→ Stated goal: State how many lines in the items below contain the string "standing". Give only the number.
-- BEGIN Data --
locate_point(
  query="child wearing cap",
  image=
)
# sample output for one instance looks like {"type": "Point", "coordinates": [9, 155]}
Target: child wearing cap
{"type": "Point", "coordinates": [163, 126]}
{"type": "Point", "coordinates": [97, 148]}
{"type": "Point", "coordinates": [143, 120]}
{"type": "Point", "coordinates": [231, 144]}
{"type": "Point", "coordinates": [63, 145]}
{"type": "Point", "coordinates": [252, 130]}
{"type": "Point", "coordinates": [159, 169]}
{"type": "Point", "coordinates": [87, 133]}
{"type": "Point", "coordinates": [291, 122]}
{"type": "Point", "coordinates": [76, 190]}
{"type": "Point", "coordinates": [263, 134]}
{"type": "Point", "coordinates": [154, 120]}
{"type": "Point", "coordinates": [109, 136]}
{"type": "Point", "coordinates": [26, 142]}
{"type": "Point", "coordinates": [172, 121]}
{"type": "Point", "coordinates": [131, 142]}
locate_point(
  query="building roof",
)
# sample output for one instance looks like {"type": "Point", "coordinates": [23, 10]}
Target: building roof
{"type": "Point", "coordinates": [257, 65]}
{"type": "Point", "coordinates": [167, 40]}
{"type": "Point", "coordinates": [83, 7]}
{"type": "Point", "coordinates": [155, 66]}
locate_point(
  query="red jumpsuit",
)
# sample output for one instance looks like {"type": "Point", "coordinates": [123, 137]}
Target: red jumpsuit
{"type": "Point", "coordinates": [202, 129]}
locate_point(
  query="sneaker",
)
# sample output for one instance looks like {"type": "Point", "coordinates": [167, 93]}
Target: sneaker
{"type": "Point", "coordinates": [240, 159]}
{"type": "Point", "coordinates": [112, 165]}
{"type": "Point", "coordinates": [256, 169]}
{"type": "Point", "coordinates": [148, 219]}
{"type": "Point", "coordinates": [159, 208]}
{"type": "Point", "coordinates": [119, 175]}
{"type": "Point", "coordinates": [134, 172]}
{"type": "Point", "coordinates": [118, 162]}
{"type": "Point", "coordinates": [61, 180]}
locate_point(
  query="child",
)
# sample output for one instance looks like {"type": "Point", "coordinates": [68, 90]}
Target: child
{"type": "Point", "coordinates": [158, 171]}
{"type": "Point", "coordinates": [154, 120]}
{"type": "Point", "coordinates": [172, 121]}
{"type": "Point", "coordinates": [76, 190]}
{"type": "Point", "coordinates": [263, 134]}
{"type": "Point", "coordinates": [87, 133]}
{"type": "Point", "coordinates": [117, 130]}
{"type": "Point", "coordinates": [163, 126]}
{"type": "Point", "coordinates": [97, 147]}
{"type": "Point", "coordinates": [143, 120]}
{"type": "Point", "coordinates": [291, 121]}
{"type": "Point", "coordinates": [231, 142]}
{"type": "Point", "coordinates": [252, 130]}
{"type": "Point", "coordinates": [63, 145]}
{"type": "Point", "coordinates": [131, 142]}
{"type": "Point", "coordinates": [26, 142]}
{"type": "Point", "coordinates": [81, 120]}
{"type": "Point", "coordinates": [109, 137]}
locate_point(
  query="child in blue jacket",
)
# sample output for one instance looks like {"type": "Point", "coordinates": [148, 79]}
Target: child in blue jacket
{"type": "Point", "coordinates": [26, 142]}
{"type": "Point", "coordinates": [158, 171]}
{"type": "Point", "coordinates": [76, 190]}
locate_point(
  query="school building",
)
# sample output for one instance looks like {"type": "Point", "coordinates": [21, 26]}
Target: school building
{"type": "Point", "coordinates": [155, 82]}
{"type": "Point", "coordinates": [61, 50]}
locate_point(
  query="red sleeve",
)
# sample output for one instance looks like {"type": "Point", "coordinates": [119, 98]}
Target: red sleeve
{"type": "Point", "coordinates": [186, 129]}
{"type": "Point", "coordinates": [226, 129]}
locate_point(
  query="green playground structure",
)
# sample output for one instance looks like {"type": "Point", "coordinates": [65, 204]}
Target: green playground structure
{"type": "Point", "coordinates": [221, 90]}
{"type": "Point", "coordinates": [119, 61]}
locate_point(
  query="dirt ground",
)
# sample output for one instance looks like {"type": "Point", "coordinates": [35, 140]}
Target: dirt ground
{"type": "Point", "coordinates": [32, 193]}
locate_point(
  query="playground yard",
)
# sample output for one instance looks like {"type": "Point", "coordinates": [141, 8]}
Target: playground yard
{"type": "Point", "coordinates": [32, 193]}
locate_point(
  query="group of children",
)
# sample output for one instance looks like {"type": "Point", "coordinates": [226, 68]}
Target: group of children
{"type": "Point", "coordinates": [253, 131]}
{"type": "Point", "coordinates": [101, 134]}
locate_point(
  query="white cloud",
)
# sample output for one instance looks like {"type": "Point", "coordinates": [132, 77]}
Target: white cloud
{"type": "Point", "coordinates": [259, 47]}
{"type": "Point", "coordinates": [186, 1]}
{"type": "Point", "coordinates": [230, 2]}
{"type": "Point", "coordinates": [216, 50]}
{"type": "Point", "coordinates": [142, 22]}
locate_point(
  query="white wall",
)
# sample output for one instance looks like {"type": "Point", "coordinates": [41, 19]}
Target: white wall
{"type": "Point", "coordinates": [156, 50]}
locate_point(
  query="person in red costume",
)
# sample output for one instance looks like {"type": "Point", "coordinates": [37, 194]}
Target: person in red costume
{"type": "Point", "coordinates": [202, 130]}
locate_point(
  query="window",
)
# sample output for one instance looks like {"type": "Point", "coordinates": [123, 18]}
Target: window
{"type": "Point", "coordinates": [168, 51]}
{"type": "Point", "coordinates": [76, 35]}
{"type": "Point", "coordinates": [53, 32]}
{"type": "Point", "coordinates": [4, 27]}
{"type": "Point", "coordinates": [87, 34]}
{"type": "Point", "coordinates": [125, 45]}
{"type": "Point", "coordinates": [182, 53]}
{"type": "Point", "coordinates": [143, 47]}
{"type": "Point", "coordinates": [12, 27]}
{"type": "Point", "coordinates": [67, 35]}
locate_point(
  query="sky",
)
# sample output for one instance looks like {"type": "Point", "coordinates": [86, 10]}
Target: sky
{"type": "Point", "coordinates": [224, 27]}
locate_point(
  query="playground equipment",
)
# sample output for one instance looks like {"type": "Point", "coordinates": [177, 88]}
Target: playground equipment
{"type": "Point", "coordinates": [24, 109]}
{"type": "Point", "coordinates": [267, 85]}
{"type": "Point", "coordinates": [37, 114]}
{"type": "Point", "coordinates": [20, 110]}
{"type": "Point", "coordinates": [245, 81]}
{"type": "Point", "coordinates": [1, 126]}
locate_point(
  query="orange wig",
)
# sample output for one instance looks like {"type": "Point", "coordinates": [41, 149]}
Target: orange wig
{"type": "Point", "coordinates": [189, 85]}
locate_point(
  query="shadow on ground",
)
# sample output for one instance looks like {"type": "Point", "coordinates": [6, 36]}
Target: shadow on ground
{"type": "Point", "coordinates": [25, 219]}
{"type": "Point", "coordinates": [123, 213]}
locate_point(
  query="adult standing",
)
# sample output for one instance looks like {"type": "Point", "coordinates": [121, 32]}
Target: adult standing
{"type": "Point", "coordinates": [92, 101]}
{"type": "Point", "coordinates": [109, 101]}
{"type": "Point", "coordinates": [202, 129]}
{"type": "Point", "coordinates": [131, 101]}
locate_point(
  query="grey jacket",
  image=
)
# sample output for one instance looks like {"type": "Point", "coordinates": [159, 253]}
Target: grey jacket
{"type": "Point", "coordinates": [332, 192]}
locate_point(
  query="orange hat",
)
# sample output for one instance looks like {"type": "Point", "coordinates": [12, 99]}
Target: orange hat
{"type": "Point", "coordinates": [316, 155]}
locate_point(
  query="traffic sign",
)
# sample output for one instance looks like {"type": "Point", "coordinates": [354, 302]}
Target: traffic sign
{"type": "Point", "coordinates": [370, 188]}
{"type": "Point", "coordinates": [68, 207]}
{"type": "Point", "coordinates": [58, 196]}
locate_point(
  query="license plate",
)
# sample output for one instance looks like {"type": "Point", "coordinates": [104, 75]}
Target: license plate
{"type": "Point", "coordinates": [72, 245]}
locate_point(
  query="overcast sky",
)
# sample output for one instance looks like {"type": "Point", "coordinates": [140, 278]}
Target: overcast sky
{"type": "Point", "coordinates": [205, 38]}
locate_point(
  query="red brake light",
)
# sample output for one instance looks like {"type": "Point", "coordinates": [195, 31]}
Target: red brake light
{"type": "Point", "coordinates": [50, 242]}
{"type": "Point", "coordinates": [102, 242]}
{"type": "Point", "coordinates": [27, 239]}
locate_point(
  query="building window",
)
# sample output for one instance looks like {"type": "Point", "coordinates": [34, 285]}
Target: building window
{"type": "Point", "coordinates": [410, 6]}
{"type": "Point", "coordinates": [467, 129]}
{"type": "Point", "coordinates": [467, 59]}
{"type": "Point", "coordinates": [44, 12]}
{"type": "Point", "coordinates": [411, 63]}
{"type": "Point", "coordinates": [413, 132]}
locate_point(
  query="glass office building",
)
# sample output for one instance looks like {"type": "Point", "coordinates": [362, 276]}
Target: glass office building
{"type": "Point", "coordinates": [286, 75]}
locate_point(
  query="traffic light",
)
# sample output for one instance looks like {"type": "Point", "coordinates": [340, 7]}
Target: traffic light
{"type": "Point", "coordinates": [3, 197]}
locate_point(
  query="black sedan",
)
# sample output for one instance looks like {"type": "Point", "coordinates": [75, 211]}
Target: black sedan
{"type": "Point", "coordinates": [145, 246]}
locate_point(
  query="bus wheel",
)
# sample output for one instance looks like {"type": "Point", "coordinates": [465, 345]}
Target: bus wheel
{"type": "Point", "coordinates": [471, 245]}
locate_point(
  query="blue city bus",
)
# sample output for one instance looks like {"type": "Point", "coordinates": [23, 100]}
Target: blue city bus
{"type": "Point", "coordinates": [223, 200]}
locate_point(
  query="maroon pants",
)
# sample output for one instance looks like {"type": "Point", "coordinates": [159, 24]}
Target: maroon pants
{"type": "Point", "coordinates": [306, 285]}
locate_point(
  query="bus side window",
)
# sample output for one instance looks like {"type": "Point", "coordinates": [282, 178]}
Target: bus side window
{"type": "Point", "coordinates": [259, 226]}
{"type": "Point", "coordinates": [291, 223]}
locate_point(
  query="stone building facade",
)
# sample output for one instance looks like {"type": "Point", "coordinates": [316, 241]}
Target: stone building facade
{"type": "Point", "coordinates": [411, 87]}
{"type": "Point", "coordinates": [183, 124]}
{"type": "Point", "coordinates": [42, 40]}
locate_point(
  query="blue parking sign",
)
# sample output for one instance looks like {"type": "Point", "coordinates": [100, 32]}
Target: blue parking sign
-- END Data --
→ Output for this task: 2